INFORMATION PROVIDED START

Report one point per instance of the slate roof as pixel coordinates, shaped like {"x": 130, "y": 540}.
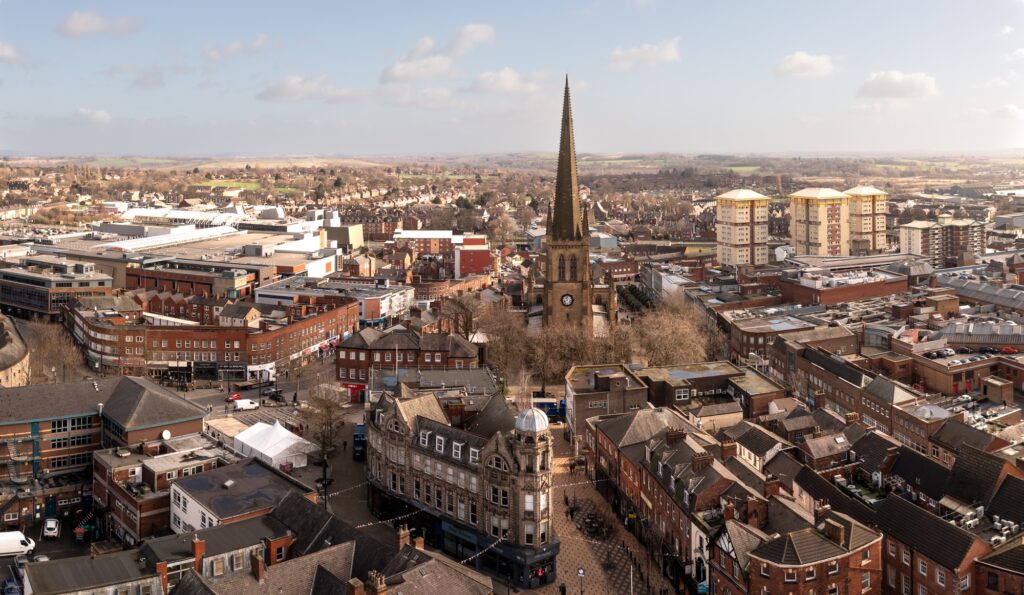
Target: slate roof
{"x": 133, "y": 402}
{"x": 315, "y": 528}
{"x": 219, "y": 540}
{"x": 86, "y": 572}
{"x": 824, "y": 447}
{"x": 975, "y": 476}
{"x": 292, "y": 576}
{"x": 192, "y": 584}
{"x": 872, "y": 451}
{"x": 943, "y": 542}
{"x": 415, "y": 571}
{"x": 921, "y": 472}
{"x": 361, "y": 339}
{"x": 497, "y": 416}
{"x": 755, "y": 438}
{"x": 255, "y": 487}
{"x": 821, "y": 490}
{"x": 1009, "y": 500}
{"x": 139, "y": 402}
{"x": 1009, "y": 556}
{"x": 953, "y": 434}
{"x": 640, "y": 425}
{"x": 325, "y": 583}
{"x": 801, "y": 547}
{"x": 744, "y": 539}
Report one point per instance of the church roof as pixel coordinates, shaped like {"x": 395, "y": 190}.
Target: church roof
{"x": 566, "y": 224}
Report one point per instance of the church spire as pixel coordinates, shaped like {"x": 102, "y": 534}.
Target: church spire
{"x": 567, "y": 223}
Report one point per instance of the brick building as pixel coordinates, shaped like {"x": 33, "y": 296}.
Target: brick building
{"x": 50, "y": 438}
{"x": 390, "y": 352}
{"x": 485, "y": 486}
{"x": 255, "y": 346}
{"x": 43, "y": 285}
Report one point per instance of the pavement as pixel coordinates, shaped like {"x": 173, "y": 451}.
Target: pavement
{"x": 605, "y": 561}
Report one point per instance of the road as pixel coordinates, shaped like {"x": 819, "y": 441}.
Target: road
{"x": 212, "y": 397}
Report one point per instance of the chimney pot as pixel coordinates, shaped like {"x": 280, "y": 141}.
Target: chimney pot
{"x": 199, "y": 551}
{"x": 354, "y": 587}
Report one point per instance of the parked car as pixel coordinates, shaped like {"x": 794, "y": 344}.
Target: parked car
{"x": 14, "y": 542}
{"x": 51, "y": 527}
{"x": 19, "y": 561}
{"x": 246, "y": 405}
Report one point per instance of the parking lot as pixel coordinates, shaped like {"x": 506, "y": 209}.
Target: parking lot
{"x": 62, "y": 547}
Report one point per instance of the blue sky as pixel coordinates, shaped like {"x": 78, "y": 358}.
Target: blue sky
{"x": 402, "y": 78}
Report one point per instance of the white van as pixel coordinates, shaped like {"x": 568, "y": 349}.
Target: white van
{"x": 246, "y": 405}
{"x": 14, "y": 542}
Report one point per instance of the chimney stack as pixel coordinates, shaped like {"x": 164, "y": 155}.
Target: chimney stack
{"x": 354, "y": 587}
{"x": 835, "y": 532}
{"x": 700, "y": 461}
{"x": 199, "y": 550}
{"x": 728, "y": 450}
{"x": 402, "y": 536}
{"x": 375, "y": 584}
{"x": 259, "y": 567}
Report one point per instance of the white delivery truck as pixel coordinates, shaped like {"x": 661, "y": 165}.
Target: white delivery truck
{"x": 14, "y": 542}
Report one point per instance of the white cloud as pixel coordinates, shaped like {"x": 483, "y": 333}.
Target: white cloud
{"x": 504, "y": 81}
{"x": 898, "y": 85}
{"x": 646, "y": 55}
{"x": 801, "y": 64}
{"x": 94, "y": 116}
{"x": 298, "y": 88}
{"x": 139, "y": 77}
{"x": 85, "y": 23}
{"x": 9, "y": 54}
{"x": 428, "y": 60}
{"x": 218, "y": 52}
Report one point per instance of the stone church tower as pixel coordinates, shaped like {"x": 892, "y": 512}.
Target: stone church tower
{"x": 567, "y": 287}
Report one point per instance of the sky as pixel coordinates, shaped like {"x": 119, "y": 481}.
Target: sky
{"x": 808, "y": 77}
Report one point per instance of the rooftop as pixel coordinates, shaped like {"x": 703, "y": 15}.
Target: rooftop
{"x": 240, "y": 489}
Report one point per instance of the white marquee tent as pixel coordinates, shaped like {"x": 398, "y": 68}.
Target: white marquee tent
{"x": 273, "y": 444}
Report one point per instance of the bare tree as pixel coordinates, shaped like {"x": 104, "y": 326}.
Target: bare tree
{"x": 323, "y": 416}
{"x": 460, "y": 313}
{"x": 53, "y": 352}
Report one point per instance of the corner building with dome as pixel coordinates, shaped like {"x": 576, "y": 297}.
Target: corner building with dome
{"x": 477, "y": 489}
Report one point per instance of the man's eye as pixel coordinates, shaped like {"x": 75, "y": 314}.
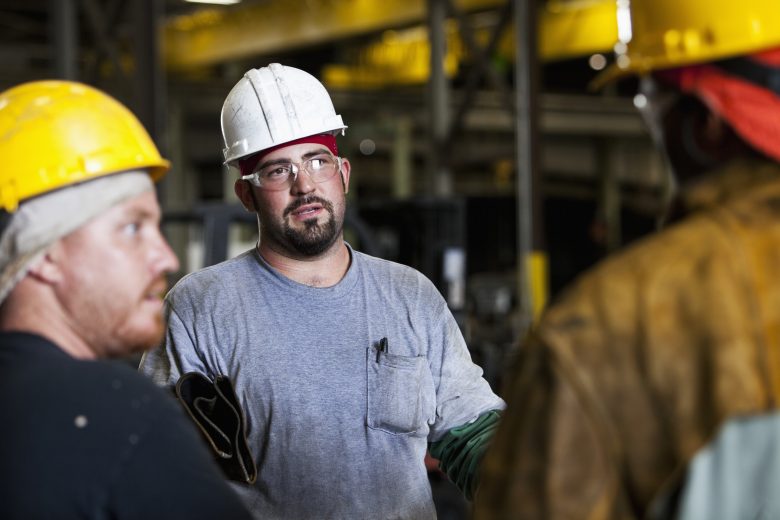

INFORMATION PROVIDED END

* [WHAT THE EXERCISE ASKS] Exactly as they appear above, write out all the entries, without pictures.

* [EXERCISE ANSWER]
Report one point per instance of the slate roof as pixel coordinates, shaped like {"x": 130, "y": 540}.
Target: slate roof
{"x": 133, "y": 402}
{"x": 315, "y": 528}
{"x": 219, "y": 540}
{"x": 86, "y": 572}
{"x": 824, "y": 447}
{"x": 975, "y": 476}
{"x": 292, "y": 576}
{"x": 192, "y": 584}
{"x": 872, "y": 451}
{"x": 943, "y": 542}
{"x": 415, "y": 571}
{"x": 921, "y": 472}
{"x": 361, "y": 339}
{"x": 497, "y": 416}
{"x": 755, "y": 438}
{"x": 255, "y": 487}
{"x": 821, "y": 490}
{"x": 1009, "y": 500}
{"x": 139, "y": 402}
{"x": 1009, "y": 556}
{"x": 953, "y": 434}
{"x": 640, "y": 425}
{"x": 325, "y": 583}
{"x": 801, "y": 547}
{"x": 744, "y": 539}
Report one point per instance of the church roof as pixel coordinates, shaped like {"x": 395, "y": 190}.
Target: church roof
{"x": 566, "y": 224}
Report one point per instance of the church spire as pixel coordinates, shaped like {"x": 102, "y": 534}.
Target: church spire
{"x": 567, "y": 223}
Report one point per instance of the brick building as pixel coordinates, shaped like {"x": 33, "y": 296}.
Target: brick building
{"x": 50, "y": 438}
{"x": 390, "y": 352}
{"x": 485, "y": 486}
{"x": 255, "y": 346}
{"x": 43, "y": 285}
Report one point per instance of the pavement as pixel coordinates, shaped like {"x": 173, "y": 451}.
Target: pavement
{"x": 605, "y": 561}
Report one point per instance of the road as pixel coordinates, shaped like {"x": 819, "y": 441}.
Target: road
{"x": 212, "y": 397}
Report one point per instance of the chimney pot as pixel coordinates, shaped like {"x": 280, "y": 141}.
Target: chimney pot
{"x": 199, "y": 551}
{"x": 354, "y": 587}
Report one point per instance of the parked car as pixel coordinates, shaped like {"x": 794, "y": 344}.
Target: parked car
{"x": 14, "y": 542}
{"x": 51, "y": 527}
{"x": 19, "y": 561}
{"x": 246, "y": 405}
Report one point per instance of the parking lot as pixel coordinates, shaped like {"x": 506, "y": 209}.
Target: parking lot
{"x": 62, "y": 547}
Report one point per instance of the blue sky as pixel coordinates, shaped like {"x": 78, "y": 358}.
Target: blue sky
{"x": 402, "y": 78}
Report one point per instance of the white van as pixel coordinates, shaped like {"x": 568, "y": 349}.
Target: white van
{"x": 246, "y": 405}
{"x": 14, "y": 542}
Report one point per instance of the chimney stack as pixel coordinates, shaped like {"x": 164, "y": 155}.
Target: chimney stack
{"x": 354, "y": 587}
{"x": 835, "y": 532}
{"x": 700, "y": 461}
{"x": 199, "y": 550}
{"x": 728, "y": 450}
{"x": 402, "y": 536}
{"x": 375, "y": 584}
{"x": 259, "y": 567}
Report one point per instance of the white delivery truck as pixel coordinates, shaped like {"x": 661, "y": 165}.
Target: white delivery truck
{"x": 14, "y": 542}
Report one point per instance of the white cloud as pixel coordinates, shaped like {"x": 483, "y": 333}.
Target: white cloud
{"x": 504, "y": 81}
{"x": 898, "y": 85}
{"x": 646, "y": 55}
{"x": 801, "y": 64}
{"x": 94, "y": 116}
{"x": 298, "y": 88}
{"x": 139, "y": 77}
{"x": 85, "y": 23}
{"x": 9, "y": 54}
{"x": 428, "y": 60}
{"x": 218, "y": 52}
Report one point per instance of the stone church tower as pixel coordinates, shaped like {"x": 892, "y": 512}.
Target: stone church tower
{"x": 567, "y": 287}
Report one point per instance of the sky as pixel coordinates, shaped like {"x": 119, "y": 481}.
Target: sky
{"x": 808, "y": 77}
Report one point per instance of the rooftop as pixel coordinates, shaped like {"x": 703, "y": 15}.
Target: rooftop
{"x": 240, "y": 489}
Report one point per instance of the white marquee tent as pixel coordinates, shaped like {"x": 398, "y": 68}.
Target: white marquee tent
{"x": 273, "y": 444}
Report one point per instance of the bare tree as pixel coordinates, shaped like {"x": 104, "y": 326}.
Target: bare tree
{"x": 323, "y": 416}
{"x": 460, "y": 313}
{"x": 53, "y": 352}
Report one point per instance of the corner building with dome as pixel coordinates, shaped like {"x": 576, "y": 297}.
Target: corner building with dome
{"x": 477, "y": 489}
Report one point per instance of the man's eye as pixel coordinates, shaped like {"x": 75, "y": 314}.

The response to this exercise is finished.